# Given instruction
Convert the lines of the records below, starting with the line that contains "Wanted = one point per instance on the green monster" and going on through the line that contains "x=27, y=168", into a JSON list of strings with one string per line. Include both of those lines and leave out any blank lines.

# Task input

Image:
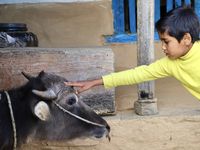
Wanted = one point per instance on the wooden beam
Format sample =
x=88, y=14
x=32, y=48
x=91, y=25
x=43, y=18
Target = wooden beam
x=146, y=104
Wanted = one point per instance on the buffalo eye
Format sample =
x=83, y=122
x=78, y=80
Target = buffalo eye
x=71, y=100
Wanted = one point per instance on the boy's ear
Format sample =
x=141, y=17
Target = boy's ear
x=187, y=39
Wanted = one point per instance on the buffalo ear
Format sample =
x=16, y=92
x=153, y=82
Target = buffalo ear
x=26, y=75
x=42, y=111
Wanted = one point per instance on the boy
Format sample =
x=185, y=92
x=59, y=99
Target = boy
x=179, y=33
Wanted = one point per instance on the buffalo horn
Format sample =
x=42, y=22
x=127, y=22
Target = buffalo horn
x=27, y=76
x=48, y=94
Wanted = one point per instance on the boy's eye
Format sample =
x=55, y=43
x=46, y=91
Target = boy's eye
x=166, y=42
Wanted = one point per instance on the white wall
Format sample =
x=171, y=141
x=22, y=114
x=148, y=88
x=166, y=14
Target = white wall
x=42, y=1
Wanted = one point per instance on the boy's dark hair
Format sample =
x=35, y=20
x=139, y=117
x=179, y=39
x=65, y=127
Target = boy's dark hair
x=179, y=21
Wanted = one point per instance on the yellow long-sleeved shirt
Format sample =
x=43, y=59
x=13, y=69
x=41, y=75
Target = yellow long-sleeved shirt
x=186, y=69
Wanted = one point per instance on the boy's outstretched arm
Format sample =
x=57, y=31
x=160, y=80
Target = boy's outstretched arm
x=85, y=85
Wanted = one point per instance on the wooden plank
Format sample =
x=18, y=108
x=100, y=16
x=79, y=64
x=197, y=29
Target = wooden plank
x=118, y=15
x=146, y=104
x=71, y=63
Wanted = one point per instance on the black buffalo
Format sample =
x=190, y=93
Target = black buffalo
x=41, y=110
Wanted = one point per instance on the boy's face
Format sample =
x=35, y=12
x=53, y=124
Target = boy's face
x=174, y=49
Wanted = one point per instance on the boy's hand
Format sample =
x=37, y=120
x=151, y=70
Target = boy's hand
x=84, y=85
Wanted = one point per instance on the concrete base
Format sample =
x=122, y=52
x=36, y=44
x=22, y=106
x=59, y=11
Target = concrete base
x=146, y=107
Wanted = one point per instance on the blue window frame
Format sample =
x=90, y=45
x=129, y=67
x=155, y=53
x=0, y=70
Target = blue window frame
x=124, y=13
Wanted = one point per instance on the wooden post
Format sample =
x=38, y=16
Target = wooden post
x=146, y=103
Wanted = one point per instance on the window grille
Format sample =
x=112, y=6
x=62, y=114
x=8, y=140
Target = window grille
x=125, y=17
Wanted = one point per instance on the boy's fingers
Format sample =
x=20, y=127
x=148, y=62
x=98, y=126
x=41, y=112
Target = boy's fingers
x=73, y=84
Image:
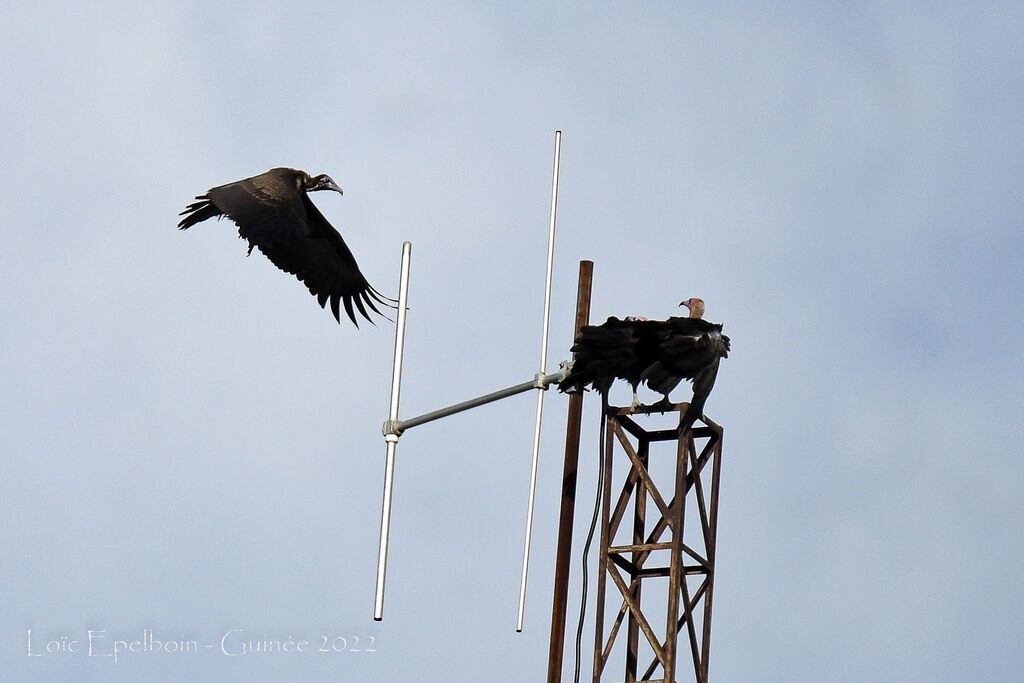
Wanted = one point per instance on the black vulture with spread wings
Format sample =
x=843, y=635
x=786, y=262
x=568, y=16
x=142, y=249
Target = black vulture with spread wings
x=274, y=214
x=660, y=353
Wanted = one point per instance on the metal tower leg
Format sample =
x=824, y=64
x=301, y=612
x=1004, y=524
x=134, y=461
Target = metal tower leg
x=673, y=541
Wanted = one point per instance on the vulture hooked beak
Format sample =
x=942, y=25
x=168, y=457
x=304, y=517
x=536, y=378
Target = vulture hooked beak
x=324, y=182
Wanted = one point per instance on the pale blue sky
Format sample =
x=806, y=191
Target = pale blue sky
x=189, y=444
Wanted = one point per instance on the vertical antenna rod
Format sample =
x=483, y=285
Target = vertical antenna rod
x=540, y=376
x=390, y=436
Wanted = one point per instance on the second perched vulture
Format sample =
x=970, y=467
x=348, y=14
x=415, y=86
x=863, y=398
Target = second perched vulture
x=274, y=214
x=662, y=353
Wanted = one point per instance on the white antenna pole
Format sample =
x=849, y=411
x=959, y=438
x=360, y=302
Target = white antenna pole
x=390, y=436
x=540, y=376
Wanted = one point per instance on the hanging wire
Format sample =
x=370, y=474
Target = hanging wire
x=590, y=532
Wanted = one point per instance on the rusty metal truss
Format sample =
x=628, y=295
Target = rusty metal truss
x=662, y=566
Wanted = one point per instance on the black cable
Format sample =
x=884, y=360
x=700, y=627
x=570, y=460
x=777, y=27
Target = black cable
x=590, y=534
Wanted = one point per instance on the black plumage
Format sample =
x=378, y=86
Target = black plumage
x=660, y=353
x=274, y=214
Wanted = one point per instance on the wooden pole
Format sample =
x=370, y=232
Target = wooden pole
x=565, y=516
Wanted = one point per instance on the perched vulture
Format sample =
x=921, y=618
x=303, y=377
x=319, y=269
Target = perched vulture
x=662, y=353
x=274, y=214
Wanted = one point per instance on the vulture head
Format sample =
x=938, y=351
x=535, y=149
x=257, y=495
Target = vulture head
x=695, y=305
x=322, y=181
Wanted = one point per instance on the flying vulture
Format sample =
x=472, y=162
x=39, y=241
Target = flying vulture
x=273, y=213
x=660, y=353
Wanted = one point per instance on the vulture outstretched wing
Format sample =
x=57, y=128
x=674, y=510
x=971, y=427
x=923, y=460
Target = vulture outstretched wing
x=602, y=353
x=274, y=214
x=662, y=353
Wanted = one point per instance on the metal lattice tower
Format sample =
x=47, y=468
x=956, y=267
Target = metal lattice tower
x=666, y=557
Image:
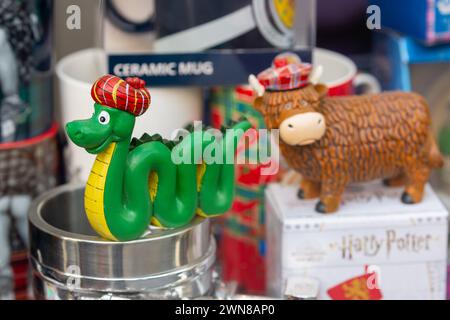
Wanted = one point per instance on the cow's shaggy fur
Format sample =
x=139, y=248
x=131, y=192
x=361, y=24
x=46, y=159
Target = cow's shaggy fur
x=384, y=135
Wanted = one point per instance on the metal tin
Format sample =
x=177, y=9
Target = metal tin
x=70, y=262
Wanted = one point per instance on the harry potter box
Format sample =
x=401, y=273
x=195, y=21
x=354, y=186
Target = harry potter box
x=375, y=247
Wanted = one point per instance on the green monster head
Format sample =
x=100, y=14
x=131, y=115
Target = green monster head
x=106, y=125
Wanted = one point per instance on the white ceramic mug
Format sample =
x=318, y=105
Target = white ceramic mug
x=170, y=109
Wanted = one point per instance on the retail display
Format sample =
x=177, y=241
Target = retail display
x=334, y=141
x=425, y=20
x=375, y=248
x=81, y=266
x=165, y=182
x=27, y=168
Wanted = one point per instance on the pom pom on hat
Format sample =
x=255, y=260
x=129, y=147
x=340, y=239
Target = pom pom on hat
x=286, y=73
x=129, y=95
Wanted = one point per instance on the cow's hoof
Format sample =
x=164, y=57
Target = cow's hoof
x=321, y=207
x=406, y=198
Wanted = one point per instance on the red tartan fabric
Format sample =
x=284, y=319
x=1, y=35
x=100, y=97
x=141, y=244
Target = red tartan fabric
x=129, y=95
x=287, y=72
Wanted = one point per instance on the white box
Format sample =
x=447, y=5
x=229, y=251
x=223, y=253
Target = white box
x=403, y=246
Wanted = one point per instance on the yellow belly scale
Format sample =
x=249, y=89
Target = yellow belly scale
x=94, y=193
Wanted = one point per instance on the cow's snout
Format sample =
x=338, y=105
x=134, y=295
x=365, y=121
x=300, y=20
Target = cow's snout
x=302, y=129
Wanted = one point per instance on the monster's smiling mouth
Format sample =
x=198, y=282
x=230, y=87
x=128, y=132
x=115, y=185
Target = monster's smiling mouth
x=102, y=146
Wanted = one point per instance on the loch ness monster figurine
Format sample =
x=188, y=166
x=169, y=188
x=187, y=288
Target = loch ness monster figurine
x=334, y=141
x=134, y=183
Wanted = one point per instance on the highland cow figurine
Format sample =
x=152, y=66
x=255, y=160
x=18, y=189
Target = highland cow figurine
x=334, y=141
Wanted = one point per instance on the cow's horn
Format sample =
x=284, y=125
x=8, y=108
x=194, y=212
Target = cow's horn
x=316, y=74
x=256, y=85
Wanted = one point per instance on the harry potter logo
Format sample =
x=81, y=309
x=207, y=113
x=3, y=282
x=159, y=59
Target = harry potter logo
x=372, y=245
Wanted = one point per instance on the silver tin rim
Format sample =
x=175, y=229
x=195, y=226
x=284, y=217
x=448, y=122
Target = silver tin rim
x=166, y=258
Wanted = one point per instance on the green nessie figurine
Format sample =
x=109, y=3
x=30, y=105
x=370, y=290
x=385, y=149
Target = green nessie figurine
x=137, y=182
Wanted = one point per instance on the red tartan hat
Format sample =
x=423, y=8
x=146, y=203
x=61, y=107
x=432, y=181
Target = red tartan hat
x=287, y=72
x=129, y=95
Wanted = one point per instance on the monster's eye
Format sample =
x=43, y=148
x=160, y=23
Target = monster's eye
x=288, y=106
x=103, y=117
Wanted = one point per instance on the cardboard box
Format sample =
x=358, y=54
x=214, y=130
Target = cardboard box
x=374, y=247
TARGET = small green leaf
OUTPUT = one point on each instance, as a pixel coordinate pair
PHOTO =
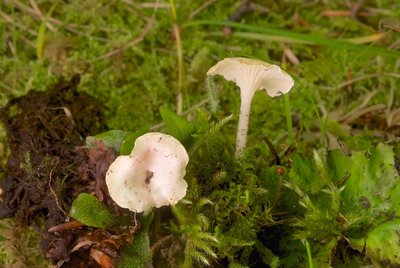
(112, 138)
(138, 254)
(177, 126)
(382, 244)
(87, 209)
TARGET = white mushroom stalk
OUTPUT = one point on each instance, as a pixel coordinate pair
(151, 176)
(251, 75)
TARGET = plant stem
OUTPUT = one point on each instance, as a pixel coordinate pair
(176, 31)
(288, 118)
(241, 135)
(310, 263)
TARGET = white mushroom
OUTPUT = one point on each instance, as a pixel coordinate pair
(251, 75)
(151, 176)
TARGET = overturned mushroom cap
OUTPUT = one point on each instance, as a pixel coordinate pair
(151, 176)
(251, 75)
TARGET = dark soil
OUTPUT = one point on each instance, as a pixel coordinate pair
(49, 166)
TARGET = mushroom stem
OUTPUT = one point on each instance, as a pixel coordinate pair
(241, 135)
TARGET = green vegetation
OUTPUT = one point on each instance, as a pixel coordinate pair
(318, 185)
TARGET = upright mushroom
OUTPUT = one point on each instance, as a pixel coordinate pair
(251, 75)
(151, 176)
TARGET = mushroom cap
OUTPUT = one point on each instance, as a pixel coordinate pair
(151, 176)
(252, 75)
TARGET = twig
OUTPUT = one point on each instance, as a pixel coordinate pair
(178, 40)
(8, 19)
(40, 15)
(65, 226)
(160, 242)
(51, 189)
(198, 105)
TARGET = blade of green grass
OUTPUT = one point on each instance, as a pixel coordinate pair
(264, 33)
(42, 33)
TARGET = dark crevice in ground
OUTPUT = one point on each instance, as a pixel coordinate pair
(49, 166)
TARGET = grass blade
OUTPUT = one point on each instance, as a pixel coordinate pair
(262, 32)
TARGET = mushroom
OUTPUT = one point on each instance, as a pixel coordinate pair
(251, 75)
(151, 176)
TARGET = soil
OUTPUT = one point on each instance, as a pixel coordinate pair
(49, 166)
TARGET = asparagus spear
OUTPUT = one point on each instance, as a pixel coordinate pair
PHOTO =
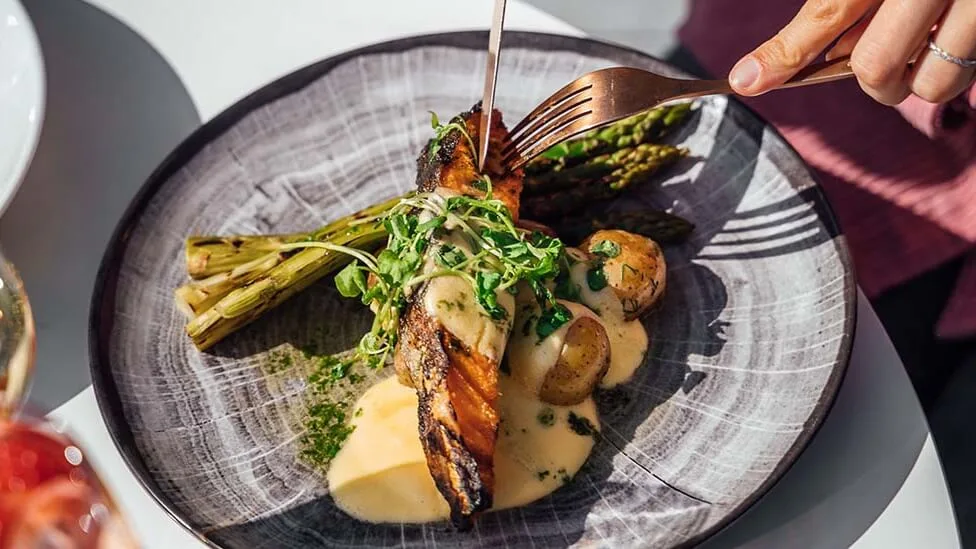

# Exercise result
[
  "Wanted = one point per instance on the green monster head",
  "Format sample =",
  "x=100, y=14",
  "x=131, y=115",
  "Target = green monster head",
  "x=106, y=125",
  "Wanted = one point per instance on the white ceramic mug",
  "Format sample =",
  "x=318, y=105",
  "Target = white ceramic mug",
  "x=170, y=109",
  "Wanted = one point per instance on the retail display",
  "Format sample =",
  "x=177, y=241",
  "Target = retail display",
  "x=334, y=141",
  "x=425, y=20",
  "x=375, y=248",
  "x=81, y=266",
  "x=165, y=182",
  "x=27, y=168"
]